- Task to complete
Please update the lines from the start of the data listing up to and including the line with "pixel 959 461", changing "crocus petal" to "crocus flower" and leaving everything else as it is. Return only those lines.

(Data listing)
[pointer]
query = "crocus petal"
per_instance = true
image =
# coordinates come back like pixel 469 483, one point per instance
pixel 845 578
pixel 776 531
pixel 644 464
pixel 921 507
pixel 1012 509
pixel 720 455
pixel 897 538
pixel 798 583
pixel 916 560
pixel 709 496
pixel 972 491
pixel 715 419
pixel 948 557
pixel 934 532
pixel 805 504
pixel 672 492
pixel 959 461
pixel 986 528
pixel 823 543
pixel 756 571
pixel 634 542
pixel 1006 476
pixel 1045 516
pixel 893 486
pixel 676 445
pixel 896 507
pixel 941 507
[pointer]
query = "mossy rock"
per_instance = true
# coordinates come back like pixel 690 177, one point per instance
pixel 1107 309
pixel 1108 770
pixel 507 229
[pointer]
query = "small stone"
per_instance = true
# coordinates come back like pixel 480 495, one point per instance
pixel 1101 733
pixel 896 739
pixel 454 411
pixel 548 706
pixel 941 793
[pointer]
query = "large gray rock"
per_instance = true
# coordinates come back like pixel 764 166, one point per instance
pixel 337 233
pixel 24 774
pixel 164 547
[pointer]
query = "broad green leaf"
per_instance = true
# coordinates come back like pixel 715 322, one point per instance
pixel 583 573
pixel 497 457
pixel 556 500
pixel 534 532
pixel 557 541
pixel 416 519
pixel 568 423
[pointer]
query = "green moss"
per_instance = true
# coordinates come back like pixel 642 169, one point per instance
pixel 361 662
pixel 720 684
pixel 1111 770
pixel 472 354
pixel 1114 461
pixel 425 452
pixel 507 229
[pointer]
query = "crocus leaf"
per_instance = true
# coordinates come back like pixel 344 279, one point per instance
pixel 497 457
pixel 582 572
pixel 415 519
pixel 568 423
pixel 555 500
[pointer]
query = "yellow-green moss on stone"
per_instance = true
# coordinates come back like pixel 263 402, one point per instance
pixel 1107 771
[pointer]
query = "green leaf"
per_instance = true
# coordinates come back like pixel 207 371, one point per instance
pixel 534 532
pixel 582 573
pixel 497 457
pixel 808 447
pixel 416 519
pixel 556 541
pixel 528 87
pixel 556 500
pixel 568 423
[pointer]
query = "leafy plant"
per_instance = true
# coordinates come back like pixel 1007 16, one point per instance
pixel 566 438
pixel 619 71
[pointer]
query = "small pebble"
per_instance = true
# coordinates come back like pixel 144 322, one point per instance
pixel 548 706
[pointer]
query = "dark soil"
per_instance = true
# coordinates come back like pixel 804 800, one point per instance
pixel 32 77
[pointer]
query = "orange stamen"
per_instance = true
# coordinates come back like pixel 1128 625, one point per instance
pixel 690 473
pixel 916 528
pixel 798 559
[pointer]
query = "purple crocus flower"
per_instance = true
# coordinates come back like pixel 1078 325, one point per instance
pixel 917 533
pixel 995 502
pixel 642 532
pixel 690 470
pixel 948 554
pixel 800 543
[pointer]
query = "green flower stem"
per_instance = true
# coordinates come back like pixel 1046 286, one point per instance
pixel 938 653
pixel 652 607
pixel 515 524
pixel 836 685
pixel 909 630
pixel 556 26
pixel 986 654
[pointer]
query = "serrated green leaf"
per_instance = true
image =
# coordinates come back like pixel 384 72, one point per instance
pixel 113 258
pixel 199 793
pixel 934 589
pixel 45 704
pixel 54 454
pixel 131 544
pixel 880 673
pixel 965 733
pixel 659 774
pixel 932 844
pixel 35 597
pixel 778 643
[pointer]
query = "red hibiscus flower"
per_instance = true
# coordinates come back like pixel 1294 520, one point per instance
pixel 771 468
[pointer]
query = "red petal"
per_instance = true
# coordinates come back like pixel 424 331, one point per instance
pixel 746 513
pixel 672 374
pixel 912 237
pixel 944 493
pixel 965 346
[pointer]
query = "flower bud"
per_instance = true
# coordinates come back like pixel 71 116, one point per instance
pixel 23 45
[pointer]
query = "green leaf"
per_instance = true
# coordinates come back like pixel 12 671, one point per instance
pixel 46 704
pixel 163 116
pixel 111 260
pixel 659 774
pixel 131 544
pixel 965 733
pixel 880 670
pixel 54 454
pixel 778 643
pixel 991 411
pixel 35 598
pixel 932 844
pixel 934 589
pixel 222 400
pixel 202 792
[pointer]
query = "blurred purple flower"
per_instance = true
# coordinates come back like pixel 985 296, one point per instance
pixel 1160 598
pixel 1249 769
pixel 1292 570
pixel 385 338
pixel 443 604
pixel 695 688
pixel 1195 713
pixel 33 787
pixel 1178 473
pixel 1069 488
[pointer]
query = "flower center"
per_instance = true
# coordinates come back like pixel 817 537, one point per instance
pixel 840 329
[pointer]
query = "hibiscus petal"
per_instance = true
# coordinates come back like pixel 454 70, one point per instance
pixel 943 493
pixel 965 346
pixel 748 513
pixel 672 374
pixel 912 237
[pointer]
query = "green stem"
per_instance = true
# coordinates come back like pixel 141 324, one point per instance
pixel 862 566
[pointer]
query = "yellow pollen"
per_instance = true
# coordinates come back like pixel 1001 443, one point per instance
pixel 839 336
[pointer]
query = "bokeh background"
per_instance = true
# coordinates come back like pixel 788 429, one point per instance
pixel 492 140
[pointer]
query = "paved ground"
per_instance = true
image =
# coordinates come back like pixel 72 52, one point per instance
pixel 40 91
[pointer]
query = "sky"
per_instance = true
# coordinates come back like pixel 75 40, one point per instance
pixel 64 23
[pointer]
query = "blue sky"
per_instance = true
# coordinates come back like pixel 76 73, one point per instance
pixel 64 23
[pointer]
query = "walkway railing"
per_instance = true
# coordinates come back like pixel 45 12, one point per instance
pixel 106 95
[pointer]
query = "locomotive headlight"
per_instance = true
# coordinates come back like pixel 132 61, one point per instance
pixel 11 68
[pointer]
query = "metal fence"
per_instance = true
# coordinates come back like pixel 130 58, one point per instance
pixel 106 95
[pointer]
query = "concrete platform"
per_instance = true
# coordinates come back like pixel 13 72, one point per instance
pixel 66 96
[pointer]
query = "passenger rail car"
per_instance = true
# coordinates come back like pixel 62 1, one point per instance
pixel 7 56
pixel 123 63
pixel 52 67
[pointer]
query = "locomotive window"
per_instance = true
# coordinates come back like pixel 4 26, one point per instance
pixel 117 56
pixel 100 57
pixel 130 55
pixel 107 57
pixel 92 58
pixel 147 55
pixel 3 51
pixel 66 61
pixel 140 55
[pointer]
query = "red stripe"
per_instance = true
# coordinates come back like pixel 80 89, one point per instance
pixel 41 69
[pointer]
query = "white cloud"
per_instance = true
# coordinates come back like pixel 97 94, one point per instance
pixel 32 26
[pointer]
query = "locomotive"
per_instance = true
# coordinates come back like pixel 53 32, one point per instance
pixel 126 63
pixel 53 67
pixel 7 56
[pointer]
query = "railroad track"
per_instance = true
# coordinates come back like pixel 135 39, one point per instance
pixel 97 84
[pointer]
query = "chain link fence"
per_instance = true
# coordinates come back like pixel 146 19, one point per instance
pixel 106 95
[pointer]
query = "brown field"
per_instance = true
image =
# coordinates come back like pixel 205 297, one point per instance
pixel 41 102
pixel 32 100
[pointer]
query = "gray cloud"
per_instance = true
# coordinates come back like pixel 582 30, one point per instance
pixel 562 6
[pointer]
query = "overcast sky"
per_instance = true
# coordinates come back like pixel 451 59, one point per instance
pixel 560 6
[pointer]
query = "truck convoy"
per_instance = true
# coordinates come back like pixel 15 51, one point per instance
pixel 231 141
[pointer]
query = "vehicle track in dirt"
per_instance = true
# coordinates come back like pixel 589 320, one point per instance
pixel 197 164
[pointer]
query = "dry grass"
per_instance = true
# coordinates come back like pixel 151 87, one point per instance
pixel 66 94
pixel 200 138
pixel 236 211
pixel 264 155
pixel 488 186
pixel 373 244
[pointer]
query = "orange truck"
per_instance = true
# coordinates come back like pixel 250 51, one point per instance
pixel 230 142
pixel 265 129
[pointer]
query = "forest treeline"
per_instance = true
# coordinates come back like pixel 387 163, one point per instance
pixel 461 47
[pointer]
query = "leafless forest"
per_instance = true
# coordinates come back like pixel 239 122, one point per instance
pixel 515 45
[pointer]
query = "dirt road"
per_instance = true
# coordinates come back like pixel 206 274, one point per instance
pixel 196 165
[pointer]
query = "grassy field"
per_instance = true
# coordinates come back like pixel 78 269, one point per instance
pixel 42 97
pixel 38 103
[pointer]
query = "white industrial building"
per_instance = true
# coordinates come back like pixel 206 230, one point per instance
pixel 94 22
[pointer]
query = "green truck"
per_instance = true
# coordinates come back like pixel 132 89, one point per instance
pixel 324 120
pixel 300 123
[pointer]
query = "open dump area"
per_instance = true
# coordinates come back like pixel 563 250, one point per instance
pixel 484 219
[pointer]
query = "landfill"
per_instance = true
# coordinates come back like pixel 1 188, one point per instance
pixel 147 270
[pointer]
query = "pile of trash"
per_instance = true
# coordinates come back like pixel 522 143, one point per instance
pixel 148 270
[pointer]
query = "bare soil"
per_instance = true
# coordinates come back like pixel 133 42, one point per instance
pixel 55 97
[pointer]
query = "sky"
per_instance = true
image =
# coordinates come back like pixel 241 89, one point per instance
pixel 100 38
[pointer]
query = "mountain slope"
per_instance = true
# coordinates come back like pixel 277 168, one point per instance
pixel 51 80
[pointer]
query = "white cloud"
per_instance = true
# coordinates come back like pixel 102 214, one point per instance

- Result for this task
[pointer]
query = "crocus flower"
per_instance = true
image =
# coordinates come back like pixel 469 483, one point per instance
pixel 845 578
pixel 776 531
pixel 644 464
pixel 921 507
pixel 1012 509
pixel 720 455
pixel 897 538
pixel 798 583
pixel 916 560
pixel 709 496
pixel 972 491
pixel 715 419
pixel 948 557
pixel 934 532
pixel 805 504
pixel 672 492
pixel 959 461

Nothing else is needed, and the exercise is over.